Lay out the lines from the one containing "like [(47, 144)]." through the one containing "[(202, 1319), (861, 664), (377, 436)]", inclusive, as a two-column CSV with the columns text and points. Each row holds one line's wording and its answer, each in its own quoted field, with line breaks replaced by spaces.

# Named-object pointing records
......

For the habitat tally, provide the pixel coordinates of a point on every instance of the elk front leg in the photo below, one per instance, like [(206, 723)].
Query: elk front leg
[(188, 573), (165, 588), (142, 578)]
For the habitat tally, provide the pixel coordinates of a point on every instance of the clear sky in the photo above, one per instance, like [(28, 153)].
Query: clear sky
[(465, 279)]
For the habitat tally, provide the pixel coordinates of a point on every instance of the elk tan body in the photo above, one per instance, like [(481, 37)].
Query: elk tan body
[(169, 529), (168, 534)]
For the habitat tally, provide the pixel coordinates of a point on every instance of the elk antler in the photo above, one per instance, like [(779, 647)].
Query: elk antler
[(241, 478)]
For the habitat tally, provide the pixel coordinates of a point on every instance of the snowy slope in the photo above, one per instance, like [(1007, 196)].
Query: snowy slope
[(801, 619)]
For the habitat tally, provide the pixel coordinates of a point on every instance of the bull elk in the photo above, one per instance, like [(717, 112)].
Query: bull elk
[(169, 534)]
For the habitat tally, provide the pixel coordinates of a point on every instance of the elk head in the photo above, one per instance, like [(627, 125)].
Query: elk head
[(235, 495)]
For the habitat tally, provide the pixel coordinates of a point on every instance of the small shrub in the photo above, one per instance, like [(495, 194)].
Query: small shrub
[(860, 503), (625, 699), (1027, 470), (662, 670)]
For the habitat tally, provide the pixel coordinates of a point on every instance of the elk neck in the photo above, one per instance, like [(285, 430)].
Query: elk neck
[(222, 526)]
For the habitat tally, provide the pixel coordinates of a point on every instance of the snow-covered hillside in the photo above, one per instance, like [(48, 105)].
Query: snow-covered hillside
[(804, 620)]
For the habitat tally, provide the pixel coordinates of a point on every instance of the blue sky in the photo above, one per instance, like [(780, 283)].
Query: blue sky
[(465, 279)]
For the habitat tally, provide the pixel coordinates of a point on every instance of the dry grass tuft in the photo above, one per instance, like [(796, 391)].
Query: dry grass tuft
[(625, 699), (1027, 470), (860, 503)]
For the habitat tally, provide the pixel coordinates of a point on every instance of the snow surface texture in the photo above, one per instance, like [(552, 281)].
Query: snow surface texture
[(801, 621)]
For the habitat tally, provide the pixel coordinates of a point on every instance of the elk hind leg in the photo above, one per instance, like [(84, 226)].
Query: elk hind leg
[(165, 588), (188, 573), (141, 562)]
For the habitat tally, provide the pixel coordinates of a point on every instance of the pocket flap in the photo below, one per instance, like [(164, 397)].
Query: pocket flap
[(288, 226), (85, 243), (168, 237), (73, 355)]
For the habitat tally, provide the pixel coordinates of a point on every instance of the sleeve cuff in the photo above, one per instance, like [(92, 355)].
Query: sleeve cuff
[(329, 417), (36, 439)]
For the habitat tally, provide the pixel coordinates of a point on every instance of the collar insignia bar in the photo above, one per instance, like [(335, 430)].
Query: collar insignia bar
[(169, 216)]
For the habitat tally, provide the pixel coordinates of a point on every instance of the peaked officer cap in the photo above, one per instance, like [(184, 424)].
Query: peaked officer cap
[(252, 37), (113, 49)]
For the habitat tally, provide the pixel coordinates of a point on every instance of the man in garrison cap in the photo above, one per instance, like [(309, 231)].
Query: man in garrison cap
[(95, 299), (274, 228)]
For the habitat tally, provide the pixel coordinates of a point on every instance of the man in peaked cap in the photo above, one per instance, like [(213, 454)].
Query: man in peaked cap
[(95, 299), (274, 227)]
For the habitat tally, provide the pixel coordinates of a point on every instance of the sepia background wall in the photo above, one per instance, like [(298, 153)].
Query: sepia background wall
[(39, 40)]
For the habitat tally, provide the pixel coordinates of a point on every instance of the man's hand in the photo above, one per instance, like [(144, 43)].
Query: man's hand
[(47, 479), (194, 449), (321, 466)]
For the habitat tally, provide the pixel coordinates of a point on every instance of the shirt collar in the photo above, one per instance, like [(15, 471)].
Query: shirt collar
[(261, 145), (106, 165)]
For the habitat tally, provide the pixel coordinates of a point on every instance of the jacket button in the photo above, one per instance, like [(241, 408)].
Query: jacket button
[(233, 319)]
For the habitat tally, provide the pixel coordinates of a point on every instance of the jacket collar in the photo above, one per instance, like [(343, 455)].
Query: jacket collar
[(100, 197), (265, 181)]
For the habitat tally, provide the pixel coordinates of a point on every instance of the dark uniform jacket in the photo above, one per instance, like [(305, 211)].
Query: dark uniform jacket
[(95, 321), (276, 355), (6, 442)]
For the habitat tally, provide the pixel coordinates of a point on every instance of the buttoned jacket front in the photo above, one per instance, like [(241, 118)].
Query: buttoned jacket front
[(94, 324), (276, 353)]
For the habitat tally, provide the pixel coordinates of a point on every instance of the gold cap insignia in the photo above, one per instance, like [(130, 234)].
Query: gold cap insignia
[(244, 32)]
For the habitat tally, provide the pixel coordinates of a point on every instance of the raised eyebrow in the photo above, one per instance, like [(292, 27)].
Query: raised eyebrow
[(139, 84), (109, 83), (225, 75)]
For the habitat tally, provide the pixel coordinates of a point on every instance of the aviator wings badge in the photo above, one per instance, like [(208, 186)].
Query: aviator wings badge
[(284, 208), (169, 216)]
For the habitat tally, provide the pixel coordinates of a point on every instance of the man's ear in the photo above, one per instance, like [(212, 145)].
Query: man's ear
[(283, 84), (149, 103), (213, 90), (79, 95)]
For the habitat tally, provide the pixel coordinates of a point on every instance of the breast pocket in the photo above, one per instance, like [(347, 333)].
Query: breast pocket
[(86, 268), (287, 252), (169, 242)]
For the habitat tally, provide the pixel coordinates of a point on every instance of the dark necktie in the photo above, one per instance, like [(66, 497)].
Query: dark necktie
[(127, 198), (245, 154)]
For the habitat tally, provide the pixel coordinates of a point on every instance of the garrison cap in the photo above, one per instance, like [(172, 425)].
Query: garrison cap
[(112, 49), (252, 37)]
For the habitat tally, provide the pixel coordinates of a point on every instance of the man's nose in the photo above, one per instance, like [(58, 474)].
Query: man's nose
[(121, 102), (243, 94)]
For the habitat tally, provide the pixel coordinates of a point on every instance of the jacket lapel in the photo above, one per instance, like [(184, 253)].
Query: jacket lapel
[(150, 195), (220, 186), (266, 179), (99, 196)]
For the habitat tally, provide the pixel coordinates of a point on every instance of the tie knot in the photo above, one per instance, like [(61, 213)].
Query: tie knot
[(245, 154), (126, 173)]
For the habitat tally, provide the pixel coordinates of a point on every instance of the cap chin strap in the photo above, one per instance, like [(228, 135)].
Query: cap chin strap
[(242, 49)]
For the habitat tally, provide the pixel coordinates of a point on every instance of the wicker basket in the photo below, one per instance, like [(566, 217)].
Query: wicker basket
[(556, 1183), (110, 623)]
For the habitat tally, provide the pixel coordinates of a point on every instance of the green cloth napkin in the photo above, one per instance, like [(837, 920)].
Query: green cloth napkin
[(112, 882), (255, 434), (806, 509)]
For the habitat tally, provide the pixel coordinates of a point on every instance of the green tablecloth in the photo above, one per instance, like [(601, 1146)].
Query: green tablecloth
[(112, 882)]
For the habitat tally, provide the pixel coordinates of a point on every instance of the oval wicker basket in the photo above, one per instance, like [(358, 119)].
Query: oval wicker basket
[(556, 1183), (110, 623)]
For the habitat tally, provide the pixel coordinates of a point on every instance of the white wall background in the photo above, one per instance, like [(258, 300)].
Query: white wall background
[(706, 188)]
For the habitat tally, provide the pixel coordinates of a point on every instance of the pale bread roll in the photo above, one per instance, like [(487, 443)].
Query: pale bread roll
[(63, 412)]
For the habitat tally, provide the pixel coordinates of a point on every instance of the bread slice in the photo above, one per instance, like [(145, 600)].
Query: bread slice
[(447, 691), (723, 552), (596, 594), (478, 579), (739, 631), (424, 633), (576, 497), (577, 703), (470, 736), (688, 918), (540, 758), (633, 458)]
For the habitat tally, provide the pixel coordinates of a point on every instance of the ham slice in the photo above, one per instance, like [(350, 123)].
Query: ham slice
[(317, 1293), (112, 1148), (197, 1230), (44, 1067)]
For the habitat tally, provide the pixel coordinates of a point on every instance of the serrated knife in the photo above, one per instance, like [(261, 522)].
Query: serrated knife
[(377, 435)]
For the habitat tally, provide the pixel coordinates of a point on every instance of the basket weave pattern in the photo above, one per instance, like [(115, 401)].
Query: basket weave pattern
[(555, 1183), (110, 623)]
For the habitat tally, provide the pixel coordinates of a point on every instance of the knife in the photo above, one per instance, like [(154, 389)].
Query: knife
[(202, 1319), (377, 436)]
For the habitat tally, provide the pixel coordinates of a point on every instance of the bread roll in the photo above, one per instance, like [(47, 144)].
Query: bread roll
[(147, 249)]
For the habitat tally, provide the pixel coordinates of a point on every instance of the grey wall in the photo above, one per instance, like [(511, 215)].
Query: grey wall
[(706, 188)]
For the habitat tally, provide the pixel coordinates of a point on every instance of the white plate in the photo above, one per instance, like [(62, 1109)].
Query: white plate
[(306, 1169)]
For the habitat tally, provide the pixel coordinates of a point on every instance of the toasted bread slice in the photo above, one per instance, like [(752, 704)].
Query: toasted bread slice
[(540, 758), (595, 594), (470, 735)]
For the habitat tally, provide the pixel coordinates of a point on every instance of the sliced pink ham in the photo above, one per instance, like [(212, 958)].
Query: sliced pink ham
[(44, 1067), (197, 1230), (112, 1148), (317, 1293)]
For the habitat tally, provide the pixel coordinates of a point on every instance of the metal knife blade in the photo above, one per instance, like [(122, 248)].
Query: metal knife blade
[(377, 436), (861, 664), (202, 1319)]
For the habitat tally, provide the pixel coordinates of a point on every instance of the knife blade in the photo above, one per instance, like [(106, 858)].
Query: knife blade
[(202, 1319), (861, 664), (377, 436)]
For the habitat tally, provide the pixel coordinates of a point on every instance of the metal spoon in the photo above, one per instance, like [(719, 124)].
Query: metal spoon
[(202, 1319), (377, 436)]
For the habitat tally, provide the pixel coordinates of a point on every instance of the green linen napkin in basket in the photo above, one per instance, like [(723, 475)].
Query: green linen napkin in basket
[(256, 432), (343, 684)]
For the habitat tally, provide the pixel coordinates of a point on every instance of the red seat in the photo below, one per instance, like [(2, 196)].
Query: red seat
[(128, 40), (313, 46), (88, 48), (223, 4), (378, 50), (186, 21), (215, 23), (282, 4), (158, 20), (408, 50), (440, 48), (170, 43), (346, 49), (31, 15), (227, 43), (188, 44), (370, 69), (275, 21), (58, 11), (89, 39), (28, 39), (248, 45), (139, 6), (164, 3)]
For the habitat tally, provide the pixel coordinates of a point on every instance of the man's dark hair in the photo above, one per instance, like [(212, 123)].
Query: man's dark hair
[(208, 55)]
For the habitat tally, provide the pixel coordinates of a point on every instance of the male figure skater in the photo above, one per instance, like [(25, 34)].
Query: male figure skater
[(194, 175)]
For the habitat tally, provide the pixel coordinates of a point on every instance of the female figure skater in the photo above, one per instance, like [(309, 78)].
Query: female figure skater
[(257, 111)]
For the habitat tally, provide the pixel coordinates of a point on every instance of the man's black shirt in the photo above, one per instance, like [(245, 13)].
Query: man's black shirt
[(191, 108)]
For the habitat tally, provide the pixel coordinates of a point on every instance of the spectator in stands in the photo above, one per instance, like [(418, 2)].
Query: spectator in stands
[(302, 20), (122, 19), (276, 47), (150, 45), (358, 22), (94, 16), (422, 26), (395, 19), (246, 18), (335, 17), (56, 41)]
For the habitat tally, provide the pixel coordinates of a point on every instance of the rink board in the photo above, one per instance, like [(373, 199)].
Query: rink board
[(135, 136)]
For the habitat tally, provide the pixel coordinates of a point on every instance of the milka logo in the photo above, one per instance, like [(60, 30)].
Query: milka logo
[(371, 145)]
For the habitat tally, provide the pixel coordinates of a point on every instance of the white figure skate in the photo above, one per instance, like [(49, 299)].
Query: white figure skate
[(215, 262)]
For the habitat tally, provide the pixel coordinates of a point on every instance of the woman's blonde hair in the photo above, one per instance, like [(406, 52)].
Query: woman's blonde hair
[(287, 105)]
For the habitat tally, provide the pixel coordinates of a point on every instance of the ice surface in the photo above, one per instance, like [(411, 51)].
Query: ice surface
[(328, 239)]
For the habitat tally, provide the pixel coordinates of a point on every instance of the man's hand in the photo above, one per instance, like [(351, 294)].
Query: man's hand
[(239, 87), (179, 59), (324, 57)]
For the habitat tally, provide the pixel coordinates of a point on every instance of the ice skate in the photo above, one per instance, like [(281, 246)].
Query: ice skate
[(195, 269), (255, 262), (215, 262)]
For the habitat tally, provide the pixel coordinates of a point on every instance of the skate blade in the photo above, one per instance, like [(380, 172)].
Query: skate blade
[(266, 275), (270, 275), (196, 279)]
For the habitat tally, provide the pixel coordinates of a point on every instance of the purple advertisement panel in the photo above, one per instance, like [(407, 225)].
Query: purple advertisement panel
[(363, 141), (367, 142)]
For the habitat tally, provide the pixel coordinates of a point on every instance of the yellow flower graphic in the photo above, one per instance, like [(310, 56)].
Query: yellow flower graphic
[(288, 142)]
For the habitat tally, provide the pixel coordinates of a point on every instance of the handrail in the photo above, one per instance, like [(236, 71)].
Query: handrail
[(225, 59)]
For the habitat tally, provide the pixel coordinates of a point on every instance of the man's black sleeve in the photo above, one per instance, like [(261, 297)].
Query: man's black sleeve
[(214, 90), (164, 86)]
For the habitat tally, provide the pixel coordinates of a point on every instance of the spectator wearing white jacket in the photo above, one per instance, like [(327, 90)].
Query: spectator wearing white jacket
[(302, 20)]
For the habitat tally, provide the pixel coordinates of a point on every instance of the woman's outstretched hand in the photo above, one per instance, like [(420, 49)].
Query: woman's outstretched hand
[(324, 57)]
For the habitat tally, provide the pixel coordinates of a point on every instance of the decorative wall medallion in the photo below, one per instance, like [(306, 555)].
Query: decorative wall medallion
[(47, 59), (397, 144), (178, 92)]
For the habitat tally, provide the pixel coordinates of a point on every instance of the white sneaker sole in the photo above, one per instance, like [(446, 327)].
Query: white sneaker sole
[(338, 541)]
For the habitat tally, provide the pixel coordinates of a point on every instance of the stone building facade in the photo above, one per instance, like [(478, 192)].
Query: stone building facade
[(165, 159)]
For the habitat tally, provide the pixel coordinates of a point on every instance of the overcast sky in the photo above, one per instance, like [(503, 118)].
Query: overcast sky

......

# Finished answer
text,points
"For the habitat tally, provide the pixel coordinates of a point on every instance of the bread roll in the photo above, one per instance, like [(47, 144)]. Query: bread roll","[(147, 249)]"
"For the habitat tally, provide the pixel coordinates of a point on every instance of the grey wall in the photo above, one per instance, like [(511, 215)]. Query: grey wall","[(706, 188)]"
"For the habitat tally, provide the pixel coordinates of a point on every instance of the white plate in the photo above, one per instance, like [(62, 1109)]. Query: white plate","[(306, 1169)]"
"For the habitat tally, provide the pixel coordinates of a point on every instance of the toasted bread slice in the photo above, one per instance, like [(752, 704)]. Query: toasted bread slice","[(540, 758), (595, 594), (470, 735)]"
"For the habitat tally, provide the pixel coordinates of a point on every instance of the sliced pink ham in the photo above, one per instance, like [(212, 958)]. Query: sliced pink ham","[(44, 1067), (197, 1230), (112, 1148), (317, 1293)]"
"For the habitat tally, provide the pixel coordinates of a point on every instance of the metal knife blade in the photo above, one per instance, like [(122, 248)]. Query: metal knife blade","[(377, 436), (861, 664), (202, 1319)]"
"For the habitat tally, provide the pixel coordinates of a point on every instance of the knife blade in the photo above, one per instance, like [(106, 858)]. Query: knife blade","[(202, 1319), (861, 664), (377, 436)]"